Aim of the task » Present the material as a Markdown table with the columns Row and Line, starting with the line that contains "Can you find the man's" and continuing through the line that contains "197], [52, 232]]", and skip any blank lines.

Provided data »
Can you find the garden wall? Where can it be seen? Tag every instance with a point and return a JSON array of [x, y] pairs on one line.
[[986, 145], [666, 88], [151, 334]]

* * *

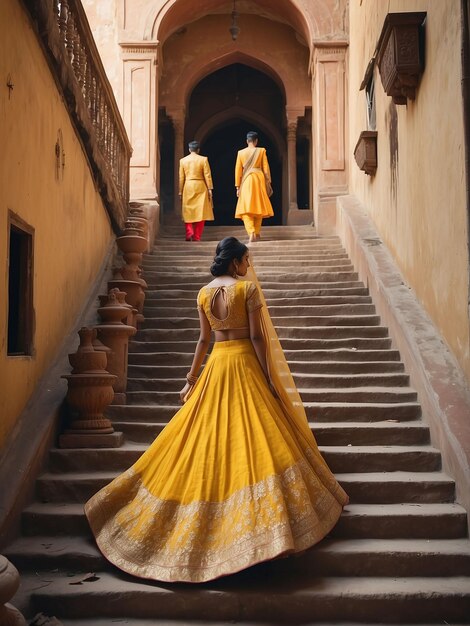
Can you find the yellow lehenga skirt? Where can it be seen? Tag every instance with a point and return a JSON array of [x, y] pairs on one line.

* * *

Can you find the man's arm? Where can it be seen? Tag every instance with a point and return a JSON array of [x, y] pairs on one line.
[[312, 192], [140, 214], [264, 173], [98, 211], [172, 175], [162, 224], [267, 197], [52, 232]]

The solution »
| Row | Line |
|---|---|
| 1 | Can you find the man's arm? Where can it be seen? Tag every instance with a point and return a JSON array of [x, y] pairs on one line. |
| 2 | [[312, 192], [140, 214], [264, 173], [98, 211], [172, 175], [162, 224], [267, 197], [52, 232]] |